_Page_

━━━━━━━━

Place as Memory & Habit

July, 4:32 PM or thereabouts

 

pluck from the sky a tangerine suspended in a puddle. oscillations in pale water, clouds

go for a swim across my corneas. i squint, reach up, cradle sun in open palm.

beyond the orchard, oak/maple/birch leaves blur

kinda like my painting palette when i squeezed “light moss” & everywhere:

greengreengreen

smearing paintbrush fibers, the calm wood of my desk

 

same sun different year.

my palm blisters, tangerine blood scalding fingertips.

chlorophyll fades and tears, a memory left to burn on the sidewalk

of a summer day

 

******

Since journeying back to rural Appalachia from suburban Massachusetts in a very sudden manner, I’ve spent a fair bit of time ruminating (read: perhaps *too much* ruminating) over the way the physicality of place impacts my conception of self. I’ve found myself falling into old habits and thoughts leftover from my high school years (note that these are not pleasant leftovers one might heat up as a midnight snack, but rather the crusty spaghetti lining an unwashed plate). Yet I also feel distinctly different than I did pre-College. Namely, I feel rather directionless: the contrast between life at Wellesley and life in the veritable Middle of Nowhere has left my mind in a blurry sort of free-fall, and I’ve found it quite difficult to remember who, exactly, “Lily” is. Or more importantly, who she wants to be. An elegant mixture of nostalgia/regret/wistful melancholy underlies my waking hours (…and occasionally, might I add, my dreaming hours as well…). I’ve mourned the moments I might’ve spent  recognizing the beautiful humanity of those around me — cultivating not only my friendships, but also cultivating a more concrete awareness of self. Now that I’m far more secluded than I have been for the duration of my college career, I’ve realized I’ve forgotten how to exist by myself. I crave the physicality not of Wellesley’s campus, but rather the humanity that graces its tree-speckled acreage. A warm embrace post-dinner, a casual touch of the shoulder on the way to class. I long to be perceived, and I long to perceive others.

I’ll admit that — in early June — I balked at the idea of attempting to build meaningful relationships by way of Zoom. How dreadfully unlikely, thought the unknowing Lily, That I’ll genuinely form friendships while staring at blurry icons on a computer screen, my connection lagging and cutting out seemingly at will. Clearly, I underestimated the potency of shared experience and virtual connection. Seeing the faces of my peers made me myself feel more real, more person-like. Listening to their stories and observing their fluctuating Zoom backgrounds transported me from the countryside to a shared space, a space defined — oddly — by the fact of our separation.

━━━━━━━━

_Provided data_
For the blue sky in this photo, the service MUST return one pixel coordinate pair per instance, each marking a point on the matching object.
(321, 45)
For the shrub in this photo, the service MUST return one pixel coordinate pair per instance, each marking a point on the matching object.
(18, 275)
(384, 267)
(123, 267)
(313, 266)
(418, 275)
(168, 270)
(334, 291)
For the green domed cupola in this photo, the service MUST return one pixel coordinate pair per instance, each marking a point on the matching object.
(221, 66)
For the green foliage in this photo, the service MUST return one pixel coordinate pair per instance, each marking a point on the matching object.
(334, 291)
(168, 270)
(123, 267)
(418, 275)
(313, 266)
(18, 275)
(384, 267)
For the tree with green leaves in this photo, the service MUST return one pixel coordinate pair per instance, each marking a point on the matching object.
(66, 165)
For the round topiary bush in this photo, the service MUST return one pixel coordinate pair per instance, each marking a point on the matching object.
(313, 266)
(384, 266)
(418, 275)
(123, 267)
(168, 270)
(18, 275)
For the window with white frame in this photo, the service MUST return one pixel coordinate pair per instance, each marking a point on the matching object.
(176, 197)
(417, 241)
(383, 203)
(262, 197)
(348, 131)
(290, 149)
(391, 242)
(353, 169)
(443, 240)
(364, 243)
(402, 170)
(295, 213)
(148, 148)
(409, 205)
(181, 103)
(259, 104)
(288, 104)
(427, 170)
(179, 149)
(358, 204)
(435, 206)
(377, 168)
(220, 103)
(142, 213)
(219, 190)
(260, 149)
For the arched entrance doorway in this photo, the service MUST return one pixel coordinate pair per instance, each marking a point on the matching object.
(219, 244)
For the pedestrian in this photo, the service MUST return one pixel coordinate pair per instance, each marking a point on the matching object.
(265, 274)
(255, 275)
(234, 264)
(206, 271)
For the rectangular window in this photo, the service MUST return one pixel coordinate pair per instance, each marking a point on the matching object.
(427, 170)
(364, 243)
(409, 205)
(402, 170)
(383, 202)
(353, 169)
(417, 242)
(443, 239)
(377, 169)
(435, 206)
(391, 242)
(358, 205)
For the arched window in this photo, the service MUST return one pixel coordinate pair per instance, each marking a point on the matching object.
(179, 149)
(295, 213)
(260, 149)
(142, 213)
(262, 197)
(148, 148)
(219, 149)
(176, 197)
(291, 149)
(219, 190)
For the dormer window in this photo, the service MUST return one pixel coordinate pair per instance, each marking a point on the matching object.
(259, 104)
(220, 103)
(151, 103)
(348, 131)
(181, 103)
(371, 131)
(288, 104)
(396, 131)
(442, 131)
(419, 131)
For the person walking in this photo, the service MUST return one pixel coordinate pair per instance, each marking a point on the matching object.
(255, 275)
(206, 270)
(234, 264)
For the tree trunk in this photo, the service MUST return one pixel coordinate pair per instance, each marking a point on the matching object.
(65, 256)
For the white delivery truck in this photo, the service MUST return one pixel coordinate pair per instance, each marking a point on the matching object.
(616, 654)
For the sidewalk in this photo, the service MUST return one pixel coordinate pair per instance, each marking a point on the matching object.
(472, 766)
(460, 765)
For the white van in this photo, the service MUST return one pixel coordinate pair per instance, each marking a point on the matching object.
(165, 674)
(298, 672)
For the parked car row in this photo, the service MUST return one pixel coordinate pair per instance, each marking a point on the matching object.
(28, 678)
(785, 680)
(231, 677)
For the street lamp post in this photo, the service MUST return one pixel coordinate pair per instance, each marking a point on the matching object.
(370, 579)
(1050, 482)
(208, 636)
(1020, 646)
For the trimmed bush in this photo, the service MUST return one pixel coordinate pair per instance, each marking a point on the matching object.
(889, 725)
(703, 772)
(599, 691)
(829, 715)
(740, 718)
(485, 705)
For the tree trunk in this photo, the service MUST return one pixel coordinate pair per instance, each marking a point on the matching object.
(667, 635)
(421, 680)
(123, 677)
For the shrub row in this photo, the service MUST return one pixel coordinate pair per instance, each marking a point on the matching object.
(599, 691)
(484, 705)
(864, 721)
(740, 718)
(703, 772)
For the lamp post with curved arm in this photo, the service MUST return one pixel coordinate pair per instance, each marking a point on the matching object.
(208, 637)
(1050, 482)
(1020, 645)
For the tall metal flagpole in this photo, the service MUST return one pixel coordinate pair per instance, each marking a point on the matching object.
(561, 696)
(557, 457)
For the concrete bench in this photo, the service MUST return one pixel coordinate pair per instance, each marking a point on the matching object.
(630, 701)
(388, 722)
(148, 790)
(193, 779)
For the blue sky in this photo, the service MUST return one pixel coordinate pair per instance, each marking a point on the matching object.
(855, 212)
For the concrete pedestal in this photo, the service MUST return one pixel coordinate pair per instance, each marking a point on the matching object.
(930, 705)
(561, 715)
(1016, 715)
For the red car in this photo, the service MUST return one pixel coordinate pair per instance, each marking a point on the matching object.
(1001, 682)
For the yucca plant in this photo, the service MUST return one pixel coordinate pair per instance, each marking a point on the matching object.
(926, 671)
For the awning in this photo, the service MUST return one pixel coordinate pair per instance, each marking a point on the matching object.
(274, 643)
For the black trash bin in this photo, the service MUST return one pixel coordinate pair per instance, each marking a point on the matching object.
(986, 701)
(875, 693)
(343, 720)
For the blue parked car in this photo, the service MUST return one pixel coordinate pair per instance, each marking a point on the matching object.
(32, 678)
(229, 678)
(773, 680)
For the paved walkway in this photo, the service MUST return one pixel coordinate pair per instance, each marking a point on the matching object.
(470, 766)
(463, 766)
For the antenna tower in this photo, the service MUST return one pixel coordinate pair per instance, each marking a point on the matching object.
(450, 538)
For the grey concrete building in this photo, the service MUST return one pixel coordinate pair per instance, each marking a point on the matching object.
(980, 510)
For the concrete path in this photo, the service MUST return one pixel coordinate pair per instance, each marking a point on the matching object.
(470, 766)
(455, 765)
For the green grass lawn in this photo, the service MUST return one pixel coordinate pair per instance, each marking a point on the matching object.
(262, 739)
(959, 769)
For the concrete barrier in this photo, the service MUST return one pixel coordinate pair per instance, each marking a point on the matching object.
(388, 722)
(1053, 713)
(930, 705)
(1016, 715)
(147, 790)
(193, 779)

━━━━━━━━

_Work instructions_
1. Which kinds of trees does the essay name as growing beyond the orchard?
2. In the records, take the part that opens with the line containing "For the grey" and runs through the last line of the records. Add 48 to every coordinate in the answers, and write out that part again with its requests included.

_Outputs in order_
1. Oak, maple, and birch.

2.
For the grey concrete building in this photo, the service MUST return one pixel coordinate pair per instance, each marking a point on the matching object.
(1028, 558)
For the concrete path in this photo, the service MUST return one pixel coordinate pair per instance, each marking a point on the matching object.
(518, 814)
(503, 813)
For the green grass lawn in this photo, the service MUST return one pixel coordinate pair per instance, each marking a point on the matching object.
(310, 787)
(1007, 817)
For the concrete barrier in this photo, the service MUST return one pixel coordinate pair per instance, each marking a point on the matching object.
(436, 770)
(1101, 761)
(978, 753)
(1064, 763)
(195, 838)
(241, 827)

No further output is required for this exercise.